Copy word for word the part of the listing that opens with the line containing "of the bald" and closes with the line containing "column 263, row 133", with both of those lines included. Give only that part.
====== DATA FOR THIS EXERCISE
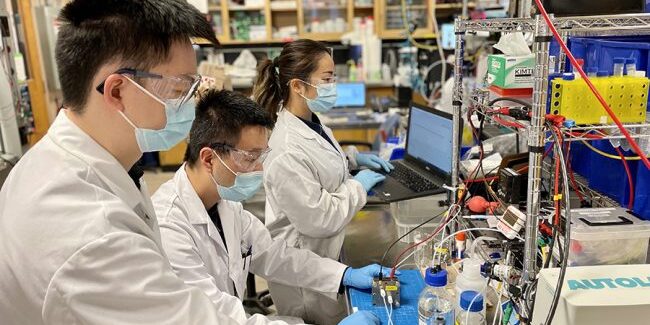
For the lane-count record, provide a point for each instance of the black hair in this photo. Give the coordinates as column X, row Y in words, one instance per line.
column 220, row 117
column 135, row 33
column 298, row 60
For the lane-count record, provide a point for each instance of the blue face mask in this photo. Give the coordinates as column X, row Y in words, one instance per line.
column 325, row 99
column 179, row 122
column 246, row 185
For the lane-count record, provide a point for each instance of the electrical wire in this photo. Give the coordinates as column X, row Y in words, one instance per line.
column 567, row 231
column 604, row 154
column 585, row 77
column 383, row 258
column 438, row 229
column 630, row 182
column 437, row 248
column 507, row 123
column 576, row 188
column 510, row 99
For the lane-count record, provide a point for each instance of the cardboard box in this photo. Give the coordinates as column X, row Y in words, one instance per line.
column 511, row 72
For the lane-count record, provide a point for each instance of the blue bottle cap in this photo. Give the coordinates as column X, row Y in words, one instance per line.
column 568, row 76
column 436, row 279
column 466, row 298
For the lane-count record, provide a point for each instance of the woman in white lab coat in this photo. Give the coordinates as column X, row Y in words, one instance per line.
column 311, row 195
column 210, row 240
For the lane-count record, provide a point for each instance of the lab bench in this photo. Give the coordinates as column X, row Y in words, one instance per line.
column 372, row 231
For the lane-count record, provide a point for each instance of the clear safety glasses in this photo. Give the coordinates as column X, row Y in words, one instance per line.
column 244, row 159
column 178, row 89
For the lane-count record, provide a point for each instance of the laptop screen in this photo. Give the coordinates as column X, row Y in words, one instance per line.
column 429, row 138
column 350, row 94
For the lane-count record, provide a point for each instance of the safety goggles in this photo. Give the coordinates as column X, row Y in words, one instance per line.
column 244, row 159
column 178, row 89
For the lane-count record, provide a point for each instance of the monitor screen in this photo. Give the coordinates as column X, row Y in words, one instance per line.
column 350, row 94
column 429, row 138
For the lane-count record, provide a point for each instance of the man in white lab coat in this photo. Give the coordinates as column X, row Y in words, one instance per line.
column 211, row 241
column 79, row 240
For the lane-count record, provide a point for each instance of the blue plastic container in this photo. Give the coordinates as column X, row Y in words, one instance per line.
column 642, row 192
column 608, row 175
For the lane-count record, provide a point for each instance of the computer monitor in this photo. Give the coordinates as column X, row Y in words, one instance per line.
column 350, row 95
column 429, row 138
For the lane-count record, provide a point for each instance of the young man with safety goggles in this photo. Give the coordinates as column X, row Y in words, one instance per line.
column 211, row 241
column 79, row 239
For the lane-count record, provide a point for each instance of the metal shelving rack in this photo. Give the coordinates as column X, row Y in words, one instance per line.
column 634, row 24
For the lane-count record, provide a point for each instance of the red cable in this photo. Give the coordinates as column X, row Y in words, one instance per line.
column 571, row 175
column 440, row 227
column 556, row 199
column 507, row 123
column 591, row 86
column 480, row 180
column 630, row 204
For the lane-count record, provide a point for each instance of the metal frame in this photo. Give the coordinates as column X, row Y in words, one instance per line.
column 636, row 24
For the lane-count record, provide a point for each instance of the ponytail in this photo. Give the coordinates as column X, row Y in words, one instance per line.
column 298, row 60
column 267, row 91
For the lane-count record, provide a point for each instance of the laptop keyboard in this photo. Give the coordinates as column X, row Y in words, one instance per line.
column 411, row 179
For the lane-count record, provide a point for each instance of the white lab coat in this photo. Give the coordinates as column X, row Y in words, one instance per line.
column 310, row 198
column 79, row 244
column 198, row 255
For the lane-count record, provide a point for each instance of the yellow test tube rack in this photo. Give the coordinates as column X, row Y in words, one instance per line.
column 626, row 96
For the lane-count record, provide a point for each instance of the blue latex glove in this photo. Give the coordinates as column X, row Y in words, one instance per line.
column 362, row 317
column 373, row 162
column 369, row 179
column 362, row 278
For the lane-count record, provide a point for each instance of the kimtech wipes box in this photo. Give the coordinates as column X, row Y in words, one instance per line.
column 510, row 72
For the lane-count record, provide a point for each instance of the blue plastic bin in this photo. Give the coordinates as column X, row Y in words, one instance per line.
column 608, row 175
column 642, row 192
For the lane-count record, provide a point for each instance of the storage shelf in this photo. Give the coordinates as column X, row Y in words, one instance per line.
column 414, row 7
column 308, row 8
column 246, row 8
column 637, row 131
column 284, row 9
column 453, row 5
column 635, row 23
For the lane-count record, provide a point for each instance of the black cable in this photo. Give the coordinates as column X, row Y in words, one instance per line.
column 567, row 232
column 510, row 99
column 383, row 258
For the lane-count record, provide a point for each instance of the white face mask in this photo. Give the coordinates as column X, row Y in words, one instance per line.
column 246, row 184
column 325, row 99
column 179, row 122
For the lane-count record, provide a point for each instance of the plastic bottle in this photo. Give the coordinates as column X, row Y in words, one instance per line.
column 630, row 67
column 460, row 246
column 592, row 72
column 469, row 279
column 472, row 312
column 435, row 304
column 619, row 64
column 581, row 63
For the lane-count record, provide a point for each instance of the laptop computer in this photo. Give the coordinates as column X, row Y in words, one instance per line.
column 426, row 166
column 350, row 96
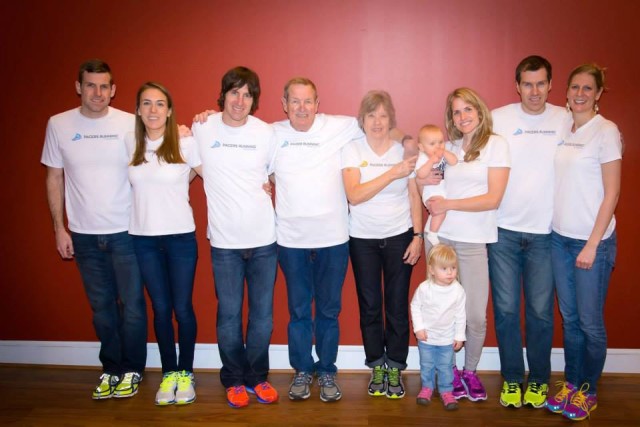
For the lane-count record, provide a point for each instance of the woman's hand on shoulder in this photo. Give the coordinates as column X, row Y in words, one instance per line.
column 404, row 168
column 437, row 205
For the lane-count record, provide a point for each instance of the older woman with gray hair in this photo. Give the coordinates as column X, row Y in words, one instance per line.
column 385, row 229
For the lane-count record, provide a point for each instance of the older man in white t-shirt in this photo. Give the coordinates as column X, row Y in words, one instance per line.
column 312, row 232
column 520, row 261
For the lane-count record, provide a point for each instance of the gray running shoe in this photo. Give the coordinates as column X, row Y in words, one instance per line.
column 299, row 388
column 329, row 390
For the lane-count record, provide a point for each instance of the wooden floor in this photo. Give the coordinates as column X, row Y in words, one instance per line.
column 57, row 396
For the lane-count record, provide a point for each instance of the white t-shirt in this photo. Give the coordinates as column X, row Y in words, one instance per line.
column 388, row 213
column 161, row 190
column 432, row 190
column 440, row 310
column 579, row 190
column 468, row 179
column 236, row 162
column 527, row 205
column 94, row 158
column 311, row 204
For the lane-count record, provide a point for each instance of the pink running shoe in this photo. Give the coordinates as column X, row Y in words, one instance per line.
column 580, row 405
column 557, row 402
column 424, row 397
column 475, row 389
column 459, row 391
column 448, row 401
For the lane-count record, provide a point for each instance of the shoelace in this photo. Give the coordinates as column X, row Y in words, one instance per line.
column 394, row 377
column 105, row 379
column 184, row 381
column 473, row 380
column 512, row 388
column 238, row 389
column 168, row 381
column 579, row 398
column 326, row 380
column 564, row 391
column 535, row 387
column 300, row 379
column 378, row 375
column 128, row 378
column 425, row 393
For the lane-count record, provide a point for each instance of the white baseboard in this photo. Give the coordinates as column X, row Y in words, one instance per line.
column 350, row 357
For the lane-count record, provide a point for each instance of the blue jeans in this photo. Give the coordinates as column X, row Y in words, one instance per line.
column 168, row 266
column 244, row 364
column 520, row 263
column 112, row 282
column 385, row 335
column 581, row 297
column 436, row 359
column 314, row 274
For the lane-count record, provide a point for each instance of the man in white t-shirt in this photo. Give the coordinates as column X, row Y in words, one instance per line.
column 87, row 163
column 520, row 262
column 312, row 231
column 237, row 152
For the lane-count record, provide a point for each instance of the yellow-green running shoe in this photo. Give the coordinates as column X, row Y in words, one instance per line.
column 511, row 394
column 107, row 386
column 536, row 395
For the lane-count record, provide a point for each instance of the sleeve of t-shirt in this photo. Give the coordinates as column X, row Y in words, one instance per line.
column 610, row 144
column 190, row 151
column 130, row 144
column 498, row 152
column 273, row 142
column 349, row 156
column 51, row 155
column 422, row 159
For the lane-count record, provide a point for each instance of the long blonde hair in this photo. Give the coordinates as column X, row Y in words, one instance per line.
column 169, row 150
column 485, row 127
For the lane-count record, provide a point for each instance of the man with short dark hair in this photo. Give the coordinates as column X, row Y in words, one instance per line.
column 312, row 228
column 237, row 152
column 87, row 162
column 520, row 262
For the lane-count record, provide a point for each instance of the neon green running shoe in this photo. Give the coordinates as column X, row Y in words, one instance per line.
column 166, row 394
column 378, row 383
column 536, row 395
column 107, row 386
column 511, row 394
column 395, row 386
column 186, row 391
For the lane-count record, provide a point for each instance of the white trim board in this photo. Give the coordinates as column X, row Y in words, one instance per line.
column 350, row 357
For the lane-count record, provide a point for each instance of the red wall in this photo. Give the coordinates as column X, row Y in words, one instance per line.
column 417, row 50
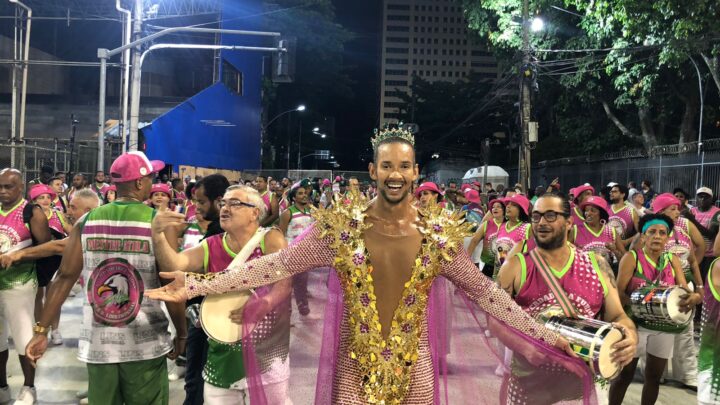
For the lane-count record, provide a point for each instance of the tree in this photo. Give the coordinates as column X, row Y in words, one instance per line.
column 636, row 68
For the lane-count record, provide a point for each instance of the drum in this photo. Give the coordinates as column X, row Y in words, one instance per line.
column 592, row 340
column 658, row 308
column 215, row 315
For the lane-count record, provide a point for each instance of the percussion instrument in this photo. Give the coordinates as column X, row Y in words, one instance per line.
column 592, row 340
column 658, row 308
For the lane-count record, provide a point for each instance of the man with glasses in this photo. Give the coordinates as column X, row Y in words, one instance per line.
column 241, row 211
column 585, row 277
column 623, row 216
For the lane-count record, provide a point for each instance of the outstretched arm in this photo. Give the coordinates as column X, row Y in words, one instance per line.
column 308, row 252
column 492, row 299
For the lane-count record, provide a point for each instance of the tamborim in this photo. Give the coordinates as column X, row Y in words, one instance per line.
column 592, row 340
column 215, row 315
column 658, row 308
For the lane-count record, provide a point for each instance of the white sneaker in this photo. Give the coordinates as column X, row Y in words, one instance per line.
column 176, row 373
column 27, row 395
column 56, row 337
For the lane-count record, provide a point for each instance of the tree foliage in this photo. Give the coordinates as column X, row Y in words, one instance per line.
column 635, row 68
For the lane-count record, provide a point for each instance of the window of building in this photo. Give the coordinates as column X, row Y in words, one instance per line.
column 232, row 78
column 398, row 39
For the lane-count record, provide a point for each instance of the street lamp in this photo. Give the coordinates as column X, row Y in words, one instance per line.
column 299, row 108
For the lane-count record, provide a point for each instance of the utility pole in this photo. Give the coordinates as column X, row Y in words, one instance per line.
column 525, row 107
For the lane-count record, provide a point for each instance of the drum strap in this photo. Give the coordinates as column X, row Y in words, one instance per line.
column 553, row 284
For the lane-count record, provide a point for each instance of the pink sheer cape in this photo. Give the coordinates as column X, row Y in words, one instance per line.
column 465, row 352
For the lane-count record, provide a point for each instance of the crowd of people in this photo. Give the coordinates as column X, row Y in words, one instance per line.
column 515, row 258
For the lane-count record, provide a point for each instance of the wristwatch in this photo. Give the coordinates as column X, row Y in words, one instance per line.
column 39, row 329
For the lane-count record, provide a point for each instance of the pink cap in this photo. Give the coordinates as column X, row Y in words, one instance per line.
column 40, row 189
column 581, row 189
column 664, row 201
column 428, row 185
column 472, row 195
column 521, row 201
column 132, row 166
column 596, row 201
column 160, row 188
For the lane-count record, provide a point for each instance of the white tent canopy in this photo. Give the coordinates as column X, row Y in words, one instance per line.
column 496, row 175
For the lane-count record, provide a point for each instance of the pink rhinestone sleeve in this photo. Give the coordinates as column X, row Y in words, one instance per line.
column 493, row 299
column 308, row 252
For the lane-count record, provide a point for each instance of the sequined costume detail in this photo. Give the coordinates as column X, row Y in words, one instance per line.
column 371, row 369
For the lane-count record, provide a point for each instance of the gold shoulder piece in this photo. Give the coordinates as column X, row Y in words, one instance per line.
column 344, row 220
column 446, row 230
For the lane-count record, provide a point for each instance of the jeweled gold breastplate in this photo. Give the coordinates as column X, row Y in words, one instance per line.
column 386, row 364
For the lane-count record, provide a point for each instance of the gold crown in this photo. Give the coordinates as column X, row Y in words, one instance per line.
column 387, row 133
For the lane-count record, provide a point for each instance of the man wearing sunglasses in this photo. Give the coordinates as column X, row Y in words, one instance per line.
column 585, row 277
column 242, row 210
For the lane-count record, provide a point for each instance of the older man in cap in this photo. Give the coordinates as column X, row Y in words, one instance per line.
column 707, row 215
column 124, row 338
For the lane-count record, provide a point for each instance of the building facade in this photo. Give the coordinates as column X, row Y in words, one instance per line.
column 427, row 39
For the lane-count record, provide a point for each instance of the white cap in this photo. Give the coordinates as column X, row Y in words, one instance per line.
column 705, row 190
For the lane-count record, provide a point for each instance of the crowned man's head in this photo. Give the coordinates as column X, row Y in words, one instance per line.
column 393, row 167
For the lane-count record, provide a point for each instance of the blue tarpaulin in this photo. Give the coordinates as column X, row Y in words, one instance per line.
column 218, row 128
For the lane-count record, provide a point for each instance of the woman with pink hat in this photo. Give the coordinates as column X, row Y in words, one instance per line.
column 160, row 196
column 594, row 235
column 686, row 243
column 43, row 196
column 110, row 194
column 427, row 193
column 580, row 194
column 487, row 233
column 516, row 229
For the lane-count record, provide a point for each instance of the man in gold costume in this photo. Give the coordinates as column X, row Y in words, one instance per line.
column 385, row 255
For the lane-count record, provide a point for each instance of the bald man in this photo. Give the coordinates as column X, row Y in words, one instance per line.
column 21, row 224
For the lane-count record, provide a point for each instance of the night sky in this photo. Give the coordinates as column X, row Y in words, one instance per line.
column 354, row 124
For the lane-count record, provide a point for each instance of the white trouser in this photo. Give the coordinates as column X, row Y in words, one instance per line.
column 275, row 394
column 17, row 307
column 684, row 360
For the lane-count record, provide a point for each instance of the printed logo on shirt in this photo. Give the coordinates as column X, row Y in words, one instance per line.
column 115, row 290
column 118, row 245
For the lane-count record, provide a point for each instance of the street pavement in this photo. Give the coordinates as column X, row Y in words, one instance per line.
column 60, row 375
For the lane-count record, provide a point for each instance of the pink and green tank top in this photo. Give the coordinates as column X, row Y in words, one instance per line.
column 705, row 219
column 224, row 365
column 119, row 324
column 507, row 238
column 709, row 352
column 192, row 236
column 680, row 245
column 581, row 279
column 299, row 221
column 491, row 228
column 15, row 235
column 622, row 220
column 591, row 241
column 649, row 272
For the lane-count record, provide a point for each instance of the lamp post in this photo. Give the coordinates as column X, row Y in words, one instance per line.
column 263, row 133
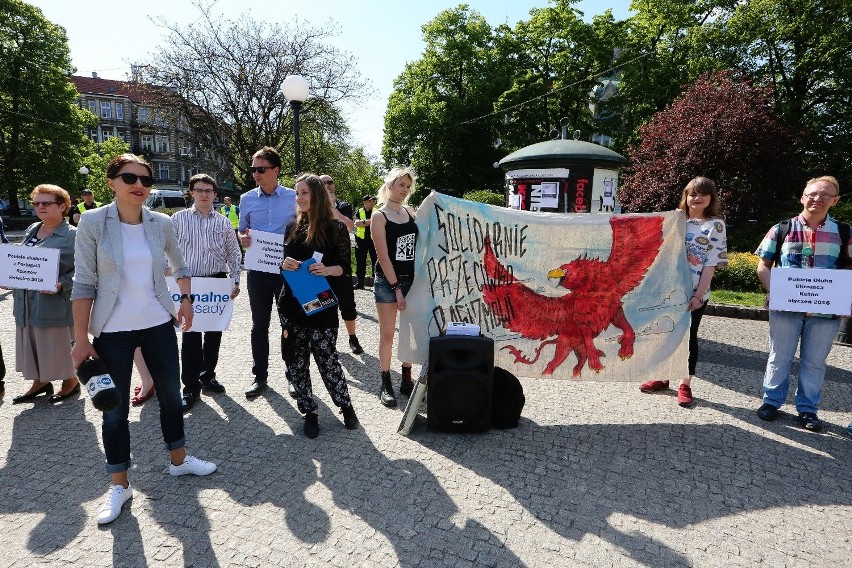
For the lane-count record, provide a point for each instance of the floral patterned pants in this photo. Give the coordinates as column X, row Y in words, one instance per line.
column 323, row 344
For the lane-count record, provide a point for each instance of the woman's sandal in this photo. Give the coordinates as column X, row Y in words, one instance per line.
column 138, row 399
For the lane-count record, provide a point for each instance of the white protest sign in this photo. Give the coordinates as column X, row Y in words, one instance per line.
column 817, row 291
column 265, row 253
column 212, row 304
column 29, row 268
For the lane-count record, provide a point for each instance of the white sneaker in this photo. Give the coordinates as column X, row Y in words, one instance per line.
column 192, row 465
column 111, row 508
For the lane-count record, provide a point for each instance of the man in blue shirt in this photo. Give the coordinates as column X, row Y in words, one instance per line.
column 270, row 208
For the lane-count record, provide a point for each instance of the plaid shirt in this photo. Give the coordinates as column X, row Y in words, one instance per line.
column 826, row 244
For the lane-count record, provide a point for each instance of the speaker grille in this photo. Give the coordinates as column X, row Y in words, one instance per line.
column 461, row 371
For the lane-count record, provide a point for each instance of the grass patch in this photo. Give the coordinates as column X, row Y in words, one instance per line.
column 750, row 299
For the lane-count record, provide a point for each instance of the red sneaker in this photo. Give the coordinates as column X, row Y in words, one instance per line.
column 653, row 386
column 684, row 396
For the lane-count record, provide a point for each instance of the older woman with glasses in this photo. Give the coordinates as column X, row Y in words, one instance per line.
column 43, row 322
column 121, row 298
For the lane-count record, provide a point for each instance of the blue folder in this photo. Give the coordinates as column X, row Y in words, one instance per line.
column 313, row 292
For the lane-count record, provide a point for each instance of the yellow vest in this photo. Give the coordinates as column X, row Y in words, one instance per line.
column 361, row 232
column 81, row 207
column 232, row 214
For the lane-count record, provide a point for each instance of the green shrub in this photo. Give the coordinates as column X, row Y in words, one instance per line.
column 485, row 196
column 740, row 275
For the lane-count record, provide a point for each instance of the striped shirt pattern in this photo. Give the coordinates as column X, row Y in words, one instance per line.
column 208, row 242
column 826, row 249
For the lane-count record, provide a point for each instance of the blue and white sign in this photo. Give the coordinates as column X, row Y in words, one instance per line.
column 212, row 304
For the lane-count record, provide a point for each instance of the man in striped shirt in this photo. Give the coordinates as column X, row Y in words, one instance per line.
column 813, row 240
column 211, row 249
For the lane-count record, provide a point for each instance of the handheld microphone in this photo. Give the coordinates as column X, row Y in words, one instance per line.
column 93, row 374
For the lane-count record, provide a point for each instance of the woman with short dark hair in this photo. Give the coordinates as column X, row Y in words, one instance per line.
column 121, row 297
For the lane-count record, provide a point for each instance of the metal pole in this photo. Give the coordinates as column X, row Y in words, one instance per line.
column 297, row 105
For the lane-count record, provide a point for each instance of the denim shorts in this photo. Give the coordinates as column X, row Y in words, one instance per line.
column 383, row 293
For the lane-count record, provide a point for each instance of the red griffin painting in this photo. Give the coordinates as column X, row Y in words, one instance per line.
column 595, row 291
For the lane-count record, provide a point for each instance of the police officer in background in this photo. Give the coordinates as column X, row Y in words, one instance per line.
column 87, row 204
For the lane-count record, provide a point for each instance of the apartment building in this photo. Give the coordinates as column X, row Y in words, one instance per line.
column 132, row 111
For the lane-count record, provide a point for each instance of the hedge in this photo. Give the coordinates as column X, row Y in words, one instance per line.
column 485, row 196
column 740, row 275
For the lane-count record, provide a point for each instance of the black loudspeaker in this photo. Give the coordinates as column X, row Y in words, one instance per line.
column 461, row 373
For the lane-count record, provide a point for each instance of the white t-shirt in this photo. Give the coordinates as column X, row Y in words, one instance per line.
column 137, row 306
column 706, row 245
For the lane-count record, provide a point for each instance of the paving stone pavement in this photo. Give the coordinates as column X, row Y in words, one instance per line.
column 597, row 474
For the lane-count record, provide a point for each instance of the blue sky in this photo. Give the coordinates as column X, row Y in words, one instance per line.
column 106, row 37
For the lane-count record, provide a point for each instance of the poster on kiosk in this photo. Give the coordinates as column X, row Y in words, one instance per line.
column 563, row 190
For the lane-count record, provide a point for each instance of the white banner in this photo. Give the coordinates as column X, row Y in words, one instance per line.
column 811, row 290
column 265, row 253
column 212, row 303
column 29, row 268
column 577, row 296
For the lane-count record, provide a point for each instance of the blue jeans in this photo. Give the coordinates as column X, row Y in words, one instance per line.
column 786, row 329
column 382, row 291
column 159, row 348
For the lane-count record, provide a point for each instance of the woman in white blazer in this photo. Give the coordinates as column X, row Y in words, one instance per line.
column 120, row 296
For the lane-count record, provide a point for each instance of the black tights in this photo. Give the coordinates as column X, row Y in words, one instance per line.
column 695, row 317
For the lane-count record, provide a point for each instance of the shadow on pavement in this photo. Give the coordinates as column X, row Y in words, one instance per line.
column 585, row 474
column 748, row 367
column 47, row 472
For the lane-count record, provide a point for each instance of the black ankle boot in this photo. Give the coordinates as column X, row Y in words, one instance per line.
column 406, row 385
column 386, row 395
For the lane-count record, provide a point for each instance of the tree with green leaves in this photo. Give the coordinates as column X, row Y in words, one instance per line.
column 666, row 45
column 557, row 58
column 722, row 127
column 428, row 123
column 803, row 50
column 224, row 78
column 41, row 125
column 97, row 160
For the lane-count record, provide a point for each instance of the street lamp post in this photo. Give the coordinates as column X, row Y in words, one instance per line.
column 84, row 171
column 295, row 90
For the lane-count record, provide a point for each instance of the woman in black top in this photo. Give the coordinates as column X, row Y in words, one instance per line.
column 315, row 230
column 394, row 235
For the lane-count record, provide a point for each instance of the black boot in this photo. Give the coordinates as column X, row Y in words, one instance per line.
column 386, row 395
column 406, row 385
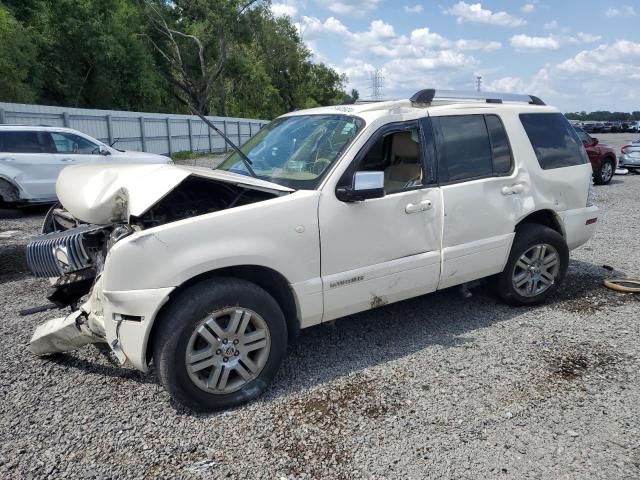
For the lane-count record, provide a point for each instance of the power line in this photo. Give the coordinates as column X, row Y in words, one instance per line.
column 377, row 84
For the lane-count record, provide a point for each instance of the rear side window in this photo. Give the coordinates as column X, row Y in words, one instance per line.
column 499, row 145
column 464, row 150
column 554, row 140
column 472, row 146
column 26, row 142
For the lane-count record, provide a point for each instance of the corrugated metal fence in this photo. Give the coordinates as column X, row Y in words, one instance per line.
column 148, row 132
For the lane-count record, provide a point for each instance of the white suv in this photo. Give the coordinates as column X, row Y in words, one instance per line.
column 332, row 211
column 31, row 159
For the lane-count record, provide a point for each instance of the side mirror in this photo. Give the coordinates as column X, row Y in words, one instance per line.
column 366, row 185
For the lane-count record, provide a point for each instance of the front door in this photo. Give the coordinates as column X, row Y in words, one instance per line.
column 386, row 249
column 31, row 155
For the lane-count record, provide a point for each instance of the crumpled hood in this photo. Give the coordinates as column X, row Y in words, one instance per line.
column 103, row 194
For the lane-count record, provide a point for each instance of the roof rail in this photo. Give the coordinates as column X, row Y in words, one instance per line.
column 429, row 95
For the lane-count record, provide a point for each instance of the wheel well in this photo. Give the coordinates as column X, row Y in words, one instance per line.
column 542, row 217
column 271, row 281
column 8, row 192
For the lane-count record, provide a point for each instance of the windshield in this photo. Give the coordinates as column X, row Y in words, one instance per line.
column 296, row 151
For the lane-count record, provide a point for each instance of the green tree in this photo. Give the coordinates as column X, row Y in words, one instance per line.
column 18, row 60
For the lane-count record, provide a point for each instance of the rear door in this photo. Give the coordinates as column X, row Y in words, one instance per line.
column 482, row 194
column 31, row 154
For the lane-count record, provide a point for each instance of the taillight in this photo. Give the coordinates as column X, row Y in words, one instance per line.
column 591, row 198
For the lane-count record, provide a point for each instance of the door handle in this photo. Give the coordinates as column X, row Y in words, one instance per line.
column 513, row 189
column 417, row 207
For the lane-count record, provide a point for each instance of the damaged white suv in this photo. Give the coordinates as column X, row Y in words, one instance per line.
column 327, row 212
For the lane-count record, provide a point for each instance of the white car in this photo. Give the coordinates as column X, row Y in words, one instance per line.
column 334, row 210
column 31, row 158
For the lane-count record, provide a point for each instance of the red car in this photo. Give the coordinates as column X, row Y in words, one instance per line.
column 603, row 158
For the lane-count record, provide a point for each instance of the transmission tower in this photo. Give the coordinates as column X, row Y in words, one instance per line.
column 377, row 84
column 479, row 83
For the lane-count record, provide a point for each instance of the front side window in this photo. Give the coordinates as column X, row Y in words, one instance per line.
column 554, row 140
column 296, row 151
column 26, row 142
column 70, row 143
column 398, row 155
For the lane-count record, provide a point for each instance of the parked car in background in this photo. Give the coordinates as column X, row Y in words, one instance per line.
column 592, row 127
column 630, row 156
column 323, row 213
column 602, row 158
column 634, row 127
column 607, row 127
column 31, row 158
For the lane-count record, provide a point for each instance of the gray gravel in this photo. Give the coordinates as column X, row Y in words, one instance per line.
column 435, row 387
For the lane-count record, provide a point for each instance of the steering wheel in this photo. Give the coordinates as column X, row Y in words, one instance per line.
column 320, row 165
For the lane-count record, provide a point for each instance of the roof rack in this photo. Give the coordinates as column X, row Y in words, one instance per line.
column 429, row 95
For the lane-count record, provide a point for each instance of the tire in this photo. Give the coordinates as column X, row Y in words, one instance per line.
column 541, row 276
column 605, row 173
column 194, row 323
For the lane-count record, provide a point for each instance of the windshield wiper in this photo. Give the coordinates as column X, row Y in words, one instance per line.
column 246, row 160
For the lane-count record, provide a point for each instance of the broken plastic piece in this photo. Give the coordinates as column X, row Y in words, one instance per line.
============
TASK OUTPUT =>
For the lane-count record, provide a point for each instance of the bald man in this photo. Give the coordinates as column X, row Y in words, one instance per line.
column 21, row 224
For the lane-count record, provide a point for each instance of the night sky in this photo. Give the coordinates as column X, row Y in words, one instance per line.
column 354, row 124
For the lane-count record, provide a point for each instance of the white trouser in this photo. Give the coordinates as column X, row Y in words, one instance per line.
column 275, row 394
column 17, row 307
column 684, row 360
For the lane-count record, provide a point for each instance of the printed logo on shirt in this photo. Give the coordinates as column X, row Y in words, one instance per line.
column 115, row 290
column 118, row 245
For the lane-count record, provide a point for each instance of the street pavement in this photo. Give the coordinates as column X, row Y in words, one instance per line.
column 60, row 375
For the lane-count record, provide a point for each instance of the pink and green tank top in this photo. Give the coordinates as column X, row Y in words, one instance per line.
column 705, row 219
column 224, row 365
column 119, row 324
column 507, row 238
column 709, row 352
column 192, row 236
column 680, row 245
column 581, row 279
column 299, row 221
column 491, row 228
column 15, row 235
column 622, row 220
column 591, row 241
column 649, row 272
For the lane-count record, provide a point for each instance of the lamp post in this photo. Give the coordinates as column X, row Y in words, one instance per line.
column 263, row 133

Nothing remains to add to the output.